Exercise: From the blog post on earmarks and pork, reproduce word for word the part that begins with the words containing "Words have meaning." and ends with "define our terms.".

Source document:
------------------------------------------------
All we citizens can do is sign the online petition to stop the bill from passage. It is the least we can do, and we can all do it. If you have not already done so, do it now.

Saturday, February 07, 2009

Does No Earmarks Mean No Pork?

Does No Earmarks Mean No Pork?

Words have meaning. They must, or effective debate is impossible. But as all students of Newspeak know too well, words can be twisted to convey meanings that are not in evidence. Thus "The One" and his minions feel free to state that the fraudulus bill contains no "earmarks," and thus insinuate, and even claim, that it contains no pork. So we need to define our terms.

An earmark is an item in an appropriations bill (or law) that states exactly what money is to be spent on and who will get it, and how. In Wikipedia it is defined as "In US politics an earmark is a congressional provision that directs approved funds to be spent on specific projects..."
------------------------------------------------
(Data taken from a collection)
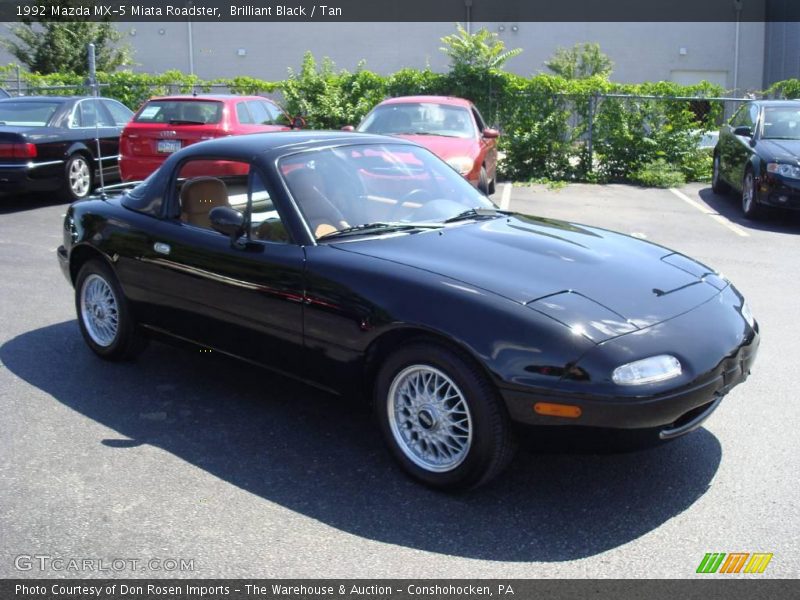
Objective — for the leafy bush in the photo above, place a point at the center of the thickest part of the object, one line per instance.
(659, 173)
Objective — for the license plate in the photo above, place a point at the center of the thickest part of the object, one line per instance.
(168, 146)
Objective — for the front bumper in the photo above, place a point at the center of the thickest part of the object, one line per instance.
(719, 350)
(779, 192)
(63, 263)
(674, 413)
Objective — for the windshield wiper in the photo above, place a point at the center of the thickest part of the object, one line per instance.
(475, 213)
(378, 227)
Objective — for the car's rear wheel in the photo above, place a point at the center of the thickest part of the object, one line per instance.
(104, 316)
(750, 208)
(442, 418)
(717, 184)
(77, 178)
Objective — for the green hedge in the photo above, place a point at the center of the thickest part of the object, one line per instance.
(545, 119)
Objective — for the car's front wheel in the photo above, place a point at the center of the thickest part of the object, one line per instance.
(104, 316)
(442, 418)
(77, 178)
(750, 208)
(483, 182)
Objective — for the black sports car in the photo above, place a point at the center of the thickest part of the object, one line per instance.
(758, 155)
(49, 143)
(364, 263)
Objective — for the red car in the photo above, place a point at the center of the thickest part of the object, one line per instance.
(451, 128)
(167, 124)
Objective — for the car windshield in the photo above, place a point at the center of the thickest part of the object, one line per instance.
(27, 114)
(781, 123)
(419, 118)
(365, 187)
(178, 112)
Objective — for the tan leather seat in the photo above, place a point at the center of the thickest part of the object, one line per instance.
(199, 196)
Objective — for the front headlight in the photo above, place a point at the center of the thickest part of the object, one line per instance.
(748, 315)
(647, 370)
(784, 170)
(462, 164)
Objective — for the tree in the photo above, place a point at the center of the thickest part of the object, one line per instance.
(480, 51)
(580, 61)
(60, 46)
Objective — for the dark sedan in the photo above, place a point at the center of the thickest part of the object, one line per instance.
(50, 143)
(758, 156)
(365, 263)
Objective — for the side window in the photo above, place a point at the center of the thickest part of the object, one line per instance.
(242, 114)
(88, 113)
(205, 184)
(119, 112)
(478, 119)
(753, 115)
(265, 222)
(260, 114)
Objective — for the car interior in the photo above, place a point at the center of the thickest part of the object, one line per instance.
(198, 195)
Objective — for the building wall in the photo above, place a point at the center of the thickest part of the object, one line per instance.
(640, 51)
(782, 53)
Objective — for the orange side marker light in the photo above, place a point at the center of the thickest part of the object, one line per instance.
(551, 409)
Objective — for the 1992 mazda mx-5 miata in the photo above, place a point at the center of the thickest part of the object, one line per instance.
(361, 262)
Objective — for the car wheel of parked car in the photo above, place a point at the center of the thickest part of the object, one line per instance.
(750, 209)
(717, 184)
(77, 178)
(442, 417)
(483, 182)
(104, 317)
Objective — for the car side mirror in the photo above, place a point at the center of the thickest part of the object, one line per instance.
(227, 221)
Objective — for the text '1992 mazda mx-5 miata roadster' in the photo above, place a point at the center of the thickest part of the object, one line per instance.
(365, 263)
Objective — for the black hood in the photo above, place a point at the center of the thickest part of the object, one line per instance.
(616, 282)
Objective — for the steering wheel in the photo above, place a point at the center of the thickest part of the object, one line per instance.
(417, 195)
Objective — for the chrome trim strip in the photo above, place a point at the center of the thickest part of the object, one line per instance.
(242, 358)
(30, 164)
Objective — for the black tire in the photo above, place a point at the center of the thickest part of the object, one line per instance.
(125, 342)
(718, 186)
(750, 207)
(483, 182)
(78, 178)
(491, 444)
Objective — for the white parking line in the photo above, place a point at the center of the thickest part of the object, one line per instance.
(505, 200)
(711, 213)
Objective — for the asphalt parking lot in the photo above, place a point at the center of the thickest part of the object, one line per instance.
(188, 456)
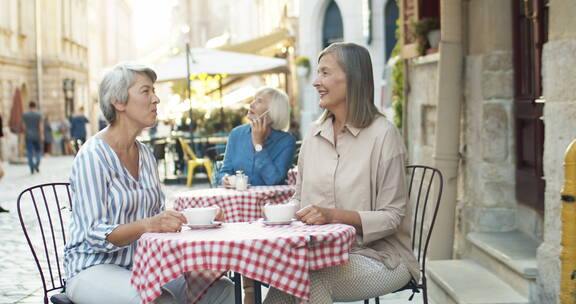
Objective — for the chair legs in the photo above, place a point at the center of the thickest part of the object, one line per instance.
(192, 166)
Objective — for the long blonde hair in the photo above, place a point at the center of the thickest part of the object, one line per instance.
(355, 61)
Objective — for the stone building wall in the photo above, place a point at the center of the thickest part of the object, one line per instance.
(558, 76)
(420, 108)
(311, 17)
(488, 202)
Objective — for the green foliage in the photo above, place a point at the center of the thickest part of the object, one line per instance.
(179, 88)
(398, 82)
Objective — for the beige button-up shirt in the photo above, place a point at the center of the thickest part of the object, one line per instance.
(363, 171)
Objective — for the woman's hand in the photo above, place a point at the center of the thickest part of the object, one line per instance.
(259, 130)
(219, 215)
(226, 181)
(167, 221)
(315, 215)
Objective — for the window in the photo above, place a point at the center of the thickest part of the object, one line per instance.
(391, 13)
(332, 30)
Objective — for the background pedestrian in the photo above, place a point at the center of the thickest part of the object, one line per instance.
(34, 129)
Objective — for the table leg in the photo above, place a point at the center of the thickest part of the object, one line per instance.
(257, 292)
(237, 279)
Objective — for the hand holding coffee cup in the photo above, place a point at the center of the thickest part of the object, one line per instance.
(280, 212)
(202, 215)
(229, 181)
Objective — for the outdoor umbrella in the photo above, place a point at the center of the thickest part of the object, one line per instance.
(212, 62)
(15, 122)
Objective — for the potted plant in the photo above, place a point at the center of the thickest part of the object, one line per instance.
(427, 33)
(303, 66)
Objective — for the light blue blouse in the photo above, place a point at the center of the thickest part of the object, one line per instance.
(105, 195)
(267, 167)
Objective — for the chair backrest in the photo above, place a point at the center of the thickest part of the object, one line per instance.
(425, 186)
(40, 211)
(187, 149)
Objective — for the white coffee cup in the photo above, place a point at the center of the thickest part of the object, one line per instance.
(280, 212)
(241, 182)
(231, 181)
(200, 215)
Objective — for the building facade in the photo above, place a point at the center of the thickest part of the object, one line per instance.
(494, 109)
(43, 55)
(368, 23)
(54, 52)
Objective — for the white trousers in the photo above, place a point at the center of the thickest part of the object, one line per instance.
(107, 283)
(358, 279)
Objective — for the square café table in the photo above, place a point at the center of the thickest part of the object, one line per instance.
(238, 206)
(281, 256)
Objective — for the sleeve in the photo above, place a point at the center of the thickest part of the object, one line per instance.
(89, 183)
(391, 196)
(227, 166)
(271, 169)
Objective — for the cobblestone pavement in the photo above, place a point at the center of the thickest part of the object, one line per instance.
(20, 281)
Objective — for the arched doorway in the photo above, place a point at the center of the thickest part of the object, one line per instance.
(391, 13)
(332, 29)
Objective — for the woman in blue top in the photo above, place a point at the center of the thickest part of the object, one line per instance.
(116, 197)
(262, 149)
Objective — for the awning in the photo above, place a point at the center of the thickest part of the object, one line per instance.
------------------------------------------------
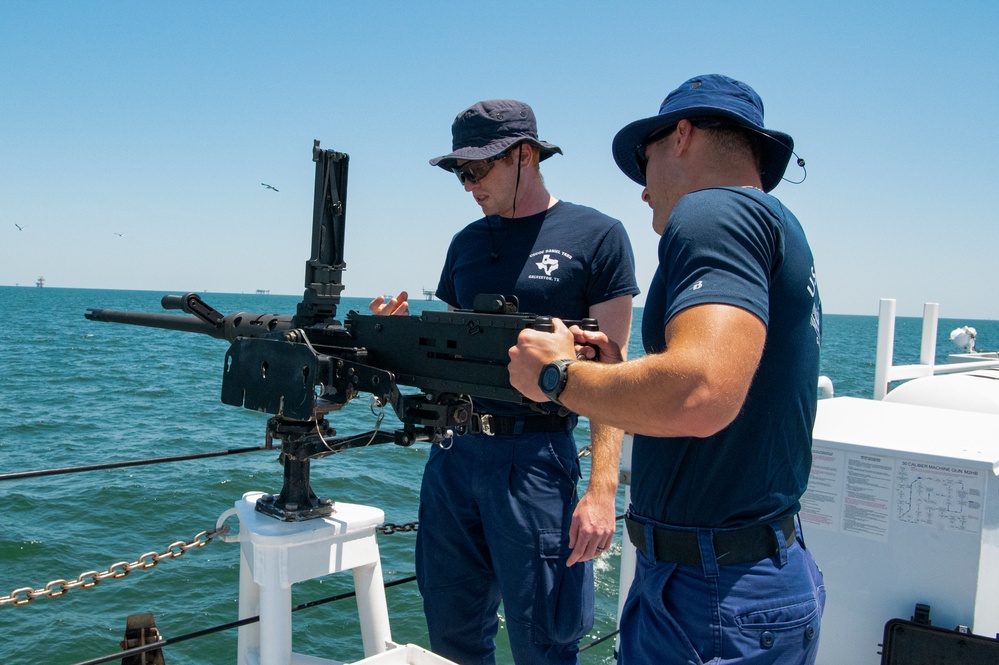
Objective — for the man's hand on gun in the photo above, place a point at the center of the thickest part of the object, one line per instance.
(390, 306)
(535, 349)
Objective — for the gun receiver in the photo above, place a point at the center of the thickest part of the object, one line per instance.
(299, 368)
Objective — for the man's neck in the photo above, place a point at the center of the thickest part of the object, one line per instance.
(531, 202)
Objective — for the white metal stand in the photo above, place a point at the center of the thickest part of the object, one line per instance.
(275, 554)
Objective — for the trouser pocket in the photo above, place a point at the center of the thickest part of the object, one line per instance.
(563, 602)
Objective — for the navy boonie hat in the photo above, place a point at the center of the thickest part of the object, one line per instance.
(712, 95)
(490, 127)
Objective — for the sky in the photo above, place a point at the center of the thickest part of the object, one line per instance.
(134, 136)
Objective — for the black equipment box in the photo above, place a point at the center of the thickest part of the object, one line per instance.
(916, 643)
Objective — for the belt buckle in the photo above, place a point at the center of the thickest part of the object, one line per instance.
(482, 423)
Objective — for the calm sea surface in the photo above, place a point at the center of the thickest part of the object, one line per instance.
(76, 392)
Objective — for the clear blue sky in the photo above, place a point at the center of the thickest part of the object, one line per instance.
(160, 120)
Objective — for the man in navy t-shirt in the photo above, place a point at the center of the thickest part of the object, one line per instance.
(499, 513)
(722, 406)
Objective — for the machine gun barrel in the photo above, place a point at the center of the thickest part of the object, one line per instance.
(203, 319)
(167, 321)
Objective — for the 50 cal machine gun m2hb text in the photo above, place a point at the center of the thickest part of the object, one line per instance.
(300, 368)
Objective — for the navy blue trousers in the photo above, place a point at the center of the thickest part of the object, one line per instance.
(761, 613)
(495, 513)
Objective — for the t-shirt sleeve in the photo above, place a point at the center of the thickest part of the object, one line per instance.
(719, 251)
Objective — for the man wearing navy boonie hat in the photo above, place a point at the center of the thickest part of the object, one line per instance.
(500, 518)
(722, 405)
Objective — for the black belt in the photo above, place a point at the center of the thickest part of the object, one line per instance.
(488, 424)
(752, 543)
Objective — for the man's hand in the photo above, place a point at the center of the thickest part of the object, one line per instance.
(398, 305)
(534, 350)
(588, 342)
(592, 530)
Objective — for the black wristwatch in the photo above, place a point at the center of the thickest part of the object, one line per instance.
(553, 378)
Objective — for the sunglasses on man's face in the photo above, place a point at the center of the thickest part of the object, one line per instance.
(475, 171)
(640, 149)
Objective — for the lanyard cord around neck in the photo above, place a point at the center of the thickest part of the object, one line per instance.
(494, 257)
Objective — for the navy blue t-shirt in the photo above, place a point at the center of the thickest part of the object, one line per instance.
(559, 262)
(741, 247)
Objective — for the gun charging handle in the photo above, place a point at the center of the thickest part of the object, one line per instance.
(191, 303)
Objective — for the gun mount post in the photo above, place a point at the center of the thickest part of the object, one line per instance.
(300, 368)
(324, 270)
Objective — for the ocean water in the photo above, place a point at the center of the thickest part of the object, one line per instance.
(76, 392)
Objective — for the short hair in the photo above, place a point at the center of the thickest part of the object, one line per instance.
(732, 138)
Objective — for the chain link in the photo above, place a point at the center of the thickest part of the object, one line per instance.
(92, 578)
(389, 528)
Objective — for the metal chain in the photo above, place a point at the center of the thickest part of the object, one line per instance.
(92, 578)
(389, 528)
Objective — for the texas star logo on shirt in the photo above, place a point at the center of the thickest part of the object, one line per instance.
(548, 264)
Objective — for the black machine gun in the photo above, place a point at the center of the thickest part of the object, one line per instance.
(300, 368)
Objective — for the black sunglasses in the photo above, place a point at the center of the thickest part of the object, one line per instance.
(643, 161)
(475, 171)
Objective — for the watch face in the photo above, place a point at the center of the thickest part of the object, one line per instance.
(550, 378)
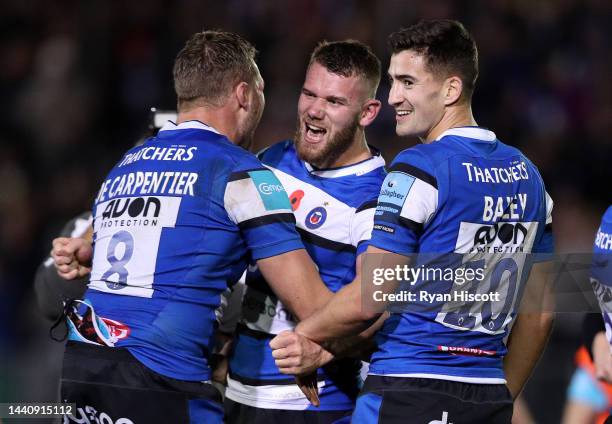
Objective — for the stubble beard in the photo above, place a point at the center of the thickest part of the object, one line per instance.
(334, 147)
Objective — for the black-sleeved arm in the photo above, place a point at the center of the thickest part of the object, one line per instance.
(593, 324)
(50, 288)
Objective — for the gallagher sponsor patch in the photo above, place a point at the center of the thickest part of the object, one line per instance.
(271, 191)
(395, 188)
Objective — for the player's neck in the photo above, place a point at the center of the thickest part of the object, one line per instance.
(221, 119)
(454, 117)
------------------------------------------------
Written solution:
Words have meaning. They must, or effective debate is impossible. But as all students of Newspeak know too well, words can be twisted to convey meanings that are not in evidence. Thus "The One" and his minions feel free to state that the fraudulus bill contains no "earmarks," and thus insinuate, and even claim, that it contains no pork. So we need to define our terms.